> **Task brief**: Set it all down exactly, every record and every line.

══ Given records ══

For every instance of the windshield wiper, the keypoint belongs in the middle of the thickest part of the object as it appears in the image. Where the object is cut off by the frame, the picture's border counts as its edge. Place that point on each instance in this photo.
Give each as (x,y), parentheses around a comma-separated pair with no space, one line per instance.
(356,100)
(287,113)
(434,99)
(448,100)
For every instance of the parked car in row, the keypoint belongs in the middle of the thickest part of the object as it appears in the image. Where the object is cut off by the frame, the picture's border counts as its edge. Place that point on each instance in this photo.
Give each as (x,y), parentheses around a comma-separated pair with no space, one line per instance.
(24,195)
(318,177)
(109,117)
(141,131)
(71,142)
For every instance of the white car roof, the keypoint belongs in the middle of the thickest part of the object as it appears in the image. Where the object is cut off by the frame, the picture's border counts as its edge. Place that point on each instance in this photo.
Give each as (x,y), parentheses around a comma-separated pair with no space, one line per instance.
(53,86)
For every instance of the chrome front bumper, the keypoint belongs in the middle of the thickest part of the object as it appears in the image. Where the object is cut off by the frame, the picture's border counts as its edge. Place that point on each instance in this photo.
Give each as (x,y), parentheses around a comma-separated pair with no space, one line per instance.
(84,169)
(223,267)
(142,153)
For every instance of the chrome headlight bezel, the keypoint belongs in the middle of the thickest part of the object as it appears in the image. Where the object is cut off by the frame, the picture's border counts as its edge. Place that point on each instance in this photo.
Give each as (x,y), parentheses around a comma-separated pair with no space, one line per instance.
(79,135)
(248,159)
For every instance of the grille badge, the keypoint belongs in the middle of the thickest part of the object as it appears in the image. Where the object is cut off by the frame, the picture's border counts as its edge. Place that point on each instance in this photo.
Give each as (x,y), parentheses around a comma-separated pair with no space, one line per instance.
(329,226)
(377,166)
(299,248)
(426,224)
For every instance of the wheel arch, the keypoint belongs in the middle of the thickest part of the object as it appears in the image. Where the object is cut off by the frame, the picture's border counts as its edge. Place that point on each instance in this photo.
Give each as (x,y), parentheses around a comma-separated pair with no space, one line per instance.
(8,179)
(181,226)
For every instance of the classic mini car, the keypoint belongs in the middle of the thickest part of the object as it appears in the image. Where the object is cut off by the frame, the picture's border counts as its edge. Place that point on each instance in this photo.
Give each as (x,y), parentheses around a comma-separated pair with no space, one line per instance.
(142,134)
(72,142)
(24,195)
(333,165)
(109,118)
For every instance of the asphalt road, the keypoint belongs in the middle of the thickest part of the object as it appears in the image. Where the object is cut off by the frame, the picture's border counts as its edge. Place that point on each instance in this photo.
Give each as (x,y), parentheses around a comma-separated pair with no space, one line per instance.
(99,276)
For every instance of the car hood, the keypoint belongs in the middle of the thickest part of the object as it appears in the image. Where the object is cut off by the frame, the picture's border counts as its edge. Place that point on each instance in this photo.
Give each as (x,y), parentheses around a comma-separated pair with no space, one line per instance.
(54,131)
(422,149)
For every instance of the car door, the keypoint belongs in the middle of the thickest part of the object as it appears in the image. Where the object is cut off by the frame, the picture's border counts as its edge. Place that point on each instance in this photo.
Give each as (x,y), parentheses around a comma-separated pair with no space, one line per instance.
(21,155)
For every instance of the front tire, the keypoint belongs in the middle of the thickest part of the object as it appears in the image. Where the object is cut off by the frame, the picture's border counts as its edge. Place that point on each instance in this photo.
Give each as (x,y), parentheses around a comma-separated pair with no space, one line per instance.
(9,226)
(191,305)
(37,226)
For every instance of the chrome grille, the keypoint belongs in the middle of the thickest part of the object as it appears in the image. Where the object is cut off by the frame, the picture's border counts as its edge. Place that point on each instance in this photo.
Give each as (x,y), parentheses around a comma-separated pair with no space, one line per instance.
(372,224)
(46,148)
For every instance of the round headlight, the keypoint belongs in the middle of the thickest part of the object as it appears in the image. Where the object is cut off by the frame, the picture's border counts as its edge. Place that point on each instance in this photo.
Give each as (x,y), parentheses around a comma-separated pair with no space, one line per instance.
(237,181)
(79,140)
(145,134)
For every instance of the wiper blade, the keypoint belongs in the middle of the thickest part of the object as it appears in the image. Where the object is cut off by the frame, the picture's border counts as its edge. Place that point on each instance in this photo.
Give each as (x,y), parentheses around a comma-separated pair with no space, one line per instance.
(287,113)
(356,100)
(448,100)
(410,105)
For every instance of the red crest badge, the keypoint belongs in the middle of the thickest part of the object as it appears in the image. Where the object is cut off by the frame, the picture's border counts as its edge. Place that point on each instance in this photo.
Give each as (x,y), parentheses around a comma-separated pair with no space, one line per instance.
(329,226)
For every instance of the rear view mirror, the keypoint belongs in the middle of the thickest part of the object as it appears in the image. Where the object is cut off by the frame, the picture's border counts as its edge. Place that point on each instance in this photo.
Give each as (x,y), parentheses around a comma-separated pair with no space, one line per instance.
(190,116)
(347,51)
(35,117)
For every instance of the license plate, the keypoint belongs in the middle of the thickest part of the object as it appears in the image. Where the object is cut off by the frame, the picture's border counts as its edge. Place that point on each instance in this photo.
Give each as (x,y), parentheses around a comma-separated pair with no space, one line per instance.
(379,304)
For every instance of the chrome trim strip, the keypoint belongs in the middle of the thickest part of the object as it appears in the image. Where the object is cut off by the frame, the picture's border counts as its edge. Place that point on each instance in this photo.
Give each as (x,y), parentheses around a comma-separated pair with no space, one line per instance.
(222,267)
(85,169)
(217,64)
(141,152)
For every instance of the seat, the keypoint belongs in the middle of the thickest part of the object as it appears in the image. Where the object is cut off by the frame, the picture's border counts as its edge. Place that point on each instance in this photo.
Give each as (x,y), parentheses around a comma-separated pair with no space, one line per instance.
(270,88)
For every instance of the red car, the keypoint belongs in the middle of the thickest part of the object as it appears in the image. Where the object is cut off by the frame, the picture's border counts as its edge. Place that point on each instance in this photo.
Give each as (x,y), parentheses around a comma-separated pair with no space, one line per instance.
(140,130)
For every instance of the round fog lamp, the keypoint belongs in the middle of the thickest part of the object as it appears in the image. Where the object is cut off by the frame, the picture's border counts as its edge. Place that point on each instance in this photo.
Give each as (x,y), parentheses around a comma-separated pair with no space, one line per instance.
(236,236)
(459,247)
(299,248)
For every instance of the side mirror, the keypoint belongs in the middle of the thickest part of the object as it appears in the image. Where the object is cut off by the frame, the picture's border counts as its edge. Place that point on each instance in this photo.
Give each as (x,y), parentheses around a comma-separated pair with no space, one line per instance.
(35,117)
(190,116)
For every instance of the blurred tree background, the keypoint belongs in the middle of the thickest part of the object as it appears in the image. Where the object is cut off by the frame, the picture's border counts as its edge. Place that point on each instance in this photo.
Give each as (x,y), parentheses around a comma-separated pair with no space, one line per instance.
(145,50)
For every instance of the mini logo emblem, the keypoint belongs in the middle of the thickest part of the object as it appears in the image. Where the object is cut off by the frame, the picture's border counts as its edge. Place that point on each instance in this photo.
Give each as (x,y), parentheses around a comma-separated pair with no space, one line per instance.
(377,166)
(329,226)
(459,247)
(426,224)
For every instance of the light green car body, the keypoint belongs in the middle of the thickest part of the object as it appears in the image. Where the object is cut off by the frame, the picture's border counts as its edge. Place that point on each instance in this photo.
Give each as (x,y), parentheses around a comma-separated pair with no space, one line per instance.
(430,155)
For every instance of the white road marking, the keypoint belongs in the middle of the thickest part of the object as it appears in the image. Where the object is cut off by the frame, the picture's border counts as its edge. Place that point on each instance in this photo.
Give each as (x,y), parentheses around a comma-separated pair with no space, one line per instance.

═══

> **Written answer**:
For every instance of the windshield wiper, the keypoint belongs in the middle of the thickest part of the object as it appears in the image. Where the object is cut off by the frame, the picture's border counts as its edge. Place that point on each instance in this photo.
Give each as (x,y), parentheses around a comma-separated pair with no space, one line per instance.
(356,100)
(287,113)
(434,99)
(448,100)
For every instance of the parked car in row, the keypoint belongs in the middle of the thickest part of the object as it appears in the image. Where the object is cut off by the frame, the picture's border counts as its edge. Place that point on each instance in this photo.
Give each as (x,y), parentheses around a comma-separated pair with no space, one line per instance.
(24,195)
(318,177)
(109,117)
(141,131)
(71,142)
For every instance of the white car roof, the keypoint belongs in the middle of the thickest part of the object as it appears in the image. Where the object is cut off by the frame, the picture's border counts as its edge. Place that point on each instance in this photo.
Give each as (x,y), parentheses around a comma-separated pair with no space, one line per instance.
(53,86)
For every instance of the chrome front bumper, the keypoint belongs in the middle of the thickest part of the object as it appears in the image. Where the object is cut off by the frame, the picture's border counts as its edge. Place that point on each instance in this photo.
Give each as (x,y), parentheses around a comma-separated pair with no space, one line per instance.
(84,169)
(223,267)
(142,153)
For every instance of the chrome headlight bezel, the keypoint belongs in the middle of the thickest part of the object as it appears in the image. Where the object is cut off by the frame, the picture's border counts as its edge. Place that point on each instance in this photo.
Give each as (x,y), parentheses around a comma-separated pair with no space, one line per instance.
(79,135)
(248,159)
For every instance of the grille badge, the keypoint belongs in the middle of the thickest part of the object as it appears in the image. Where the object is cut off by the frame, the picture's border counts as its edge. Place that point on each instance in this photo.
Give each as (x,y), parentheses around a comma-separated pair with no space, one line per instance.
(329,226)
(377,166)
(299,248)
(426,224)
For every instance of the wheel arch, the keypoint belongs in the middle of the thickest part of the object as it appears in the image. Where the object is cut off by the frame, the picture's border counts as its edge. Place that point on each instance in this photo.
Give each as (x,y), parentheses around a comma-separated pair with no space, one line per instance.
(8,179)
(181,226)
For every instance of the classic mini car, the keypoint belongs in the middle of the thickest part of the object as it appears in the image. Where the object is cut off by the frame, the picture's border counts as its edge. Place that point on each instance in this photo.
Give each as (x,y), parentheses around a comma-separated pair with no space, one line per instance.
(142,134)
(72,142)
(24,195)
(333,165)
(109,118)
For every instance of the asphalt road, the keypoint belongs in the middle of the thickest part of the object as it appears in the image. Where the object is cut off by the frame, the picture's border counts as its edge. Place that point on each instance in this photo.
Give each as (x,y), parentheses around a comma-separated pair with no space, one line per instance.
(99,276)
For every instance of the car hood, the keypoint belongs in the middle of the thickest part of the object as it appears in the image. Where the object is cut off by the frame, the picture's border counts as its edge. Place that point on each instance in this photo.
Give each as (x,y), parentheses around a comma-separated pair with no space, one line per instance.
(54,131)
(422,149)
For every instance of the car door, the keypoint belongs in the middle of the thickest part of the object as it appears in the image. Where the object is cut off by the frame, the picture's border counts as its edge. Place that point on each instance in this photo.
Give each as (x,y), parentheses around a comma-separated pair with no space, one line per instance.
(21,155)
For every instance of the front tire, the keypoint belongs in the middle of the thickest part of the object as it appears in the image. Where the object is cut off by the frame, the picture's border counts as its edge. Place that point on each instance in this photo.
Give each as (x,y), parentheses around a comma-separated pair with no space, one line per instance.
(9,226)
(191,305)
(37,226)
For every instance of the chrome grille, the keypoint belongs in the middle of the thickest part of the object as it appears in the image. Where the object is cut off by the frame, the picture's border counts as its edge. Place that point on each instance in this photo.
Give each as (x,y), parentheses around a comma-separated pair with no space, one line per instance.
(372,224)
(46,148)
For every instance of the round headlight, the keypoint belongs in the middle of the thickest part of the object as it appears in the image. Where the object is cut off by the frame, the picture's border counts as its edge. Place that point on each instance in this photo.
Give each as (x,y), parentheses around a comma-separated pair with no space, one line per instance.
(237,181)
(79,140)
(145,134)
For every instance of the wiper blade, the keypoint belongs in the middle of the thickest part of the object as it appears in the image. Where the object is cut off by the frame, the picture's border counts as its edge. Place that point on each instance in this photo.
Give each as (x,y), parentheses around a comma-separated pair with no space, one line per instance.
(287,113)
(356,100)
(448,100)
(410,105)
For every instance of the red crest badge, the keypoint belongs in the middle of the thickest part of the object as it appears in the image. Where the object is cut off by the frame, the picture's border counts as its edge. Place that point on each instance in this photo.
Give each as (x,y), parentheses around a comma-separated pair with no space, one line per instance.
(329,226)
For every instance of the rear view mirror, the keypoint belongs in the middle of the thickest part of the object as it appears in the image. Where the object is cut off by the frame, the picture's border counts as its edge. Place that point on each instance in this photo.
Give each as (x,y), parentheses around a comma-separated pair with no space, one line per instance.
(190,116)
(347,51)
(35,117)
For every instance of the license plate, the keypoint belongs in the middle of the thickest part of the object as it appears in the image. Where the object is cut off by the frame, the picture's border counts as its edge. Place that point on each instance in this photo.
Give each as (x,y), parentheses around a comma-separated pair with no space, one line per instance.
(379,304)
For every instance of the chrome trim strip, the keypoint belongs in the middle of the thickest part of the object as it appears in the image. Where the object is cut off by the frame, the picture's border counts as its edge. Place that point on each instance in this photo.
Give each as (x,y), parentheses around a comma-separated pair with no space, one line per instance.
(222,267)
(85,169)
(217,64)
(141,152)
For every instance of the seat, the keypoint belongs in the middle of the thickest part of the object as it appears in the image. Where the object is cut off by the frame, the picture's border counts as its edge. Place that point on each instance in this photo.
Give each as (x,y), parentheses around a comma-separated pair with no space, one line per instance.
(270,88)
For every instance of the red car, the keypoint belongs in the middle of the thickest part of the object as it appears in the image. Where the object is cut off by the frame, the picture's border counts as its edge. Place that point on each instance in this photo.
Give each as (x,y), parentheses around a comma-separated pair with no space, one line per instance.
(140,130)
For every instance of the round fog lamp, the keypoint belongs in the middle of the thickest part of the object as it appears in the image. Where the object is cut off by the frame, the picture's border counts as its edge. Place that point on each instance in this photo.
Give each as (x,y), parentheses around a comma-separated pair with no space, one line per instance.
(236,236)
(459,247)
(299,248)
For every instance of the side mirror, the keypoint belongs in the middle of the thickest part of the object as it appears in the image. Where the object is cut off by the frame, the picture's border counts as its edge. Place that point on each instance in this photo.
Give each as (x,y), parentheses around a comma-separated pair with no space, one line per instance.
(35,117)
(190,116)
For every instance of the blurred tree background, the keypoint belongs in the middle of the thickest part of the object as it appears in the image. Where the object is cut off by the frame, the picture's border counts as its edge. Place that point on each instance in this photo.
Give each as (x,y), parentheses around a comma-separated pair with no space, one line per instance.
(145,50)
For every instance of the mini logo emblem, the keypoint belongs in the middle of the thickest part of the object as it appears in the image. Where the object is cut off by the frame, the picture's border counts as its edge. Place that point on each instance in this photo.
Give each as (x,y), parentheses around a comma-separated pair with no space, one line per instance.
(377,166)
(329,226)
(459,247)
(426,224)
For every instance of the light green car body, the keypoint belongs in the middle of the thickest part of the object as it appears in the image. Where the object is cut off by the frame, the picture's border counts as its edge. Place that point on each instance in this photo.
Give each as (x,y), parentheses around a comma-separated pair with no space, one line per instance.
(430,155)
For every instance of the white road marking, the keypoint belongs in the middle of the thickest part of the object as it appears in the image. Where the object is cut off by the frame, the picture's border counts as its edge. Place that point on each instance in this photo.
Give each as (x,y), parentheses around a comma-separated pair with no space, one line per instance.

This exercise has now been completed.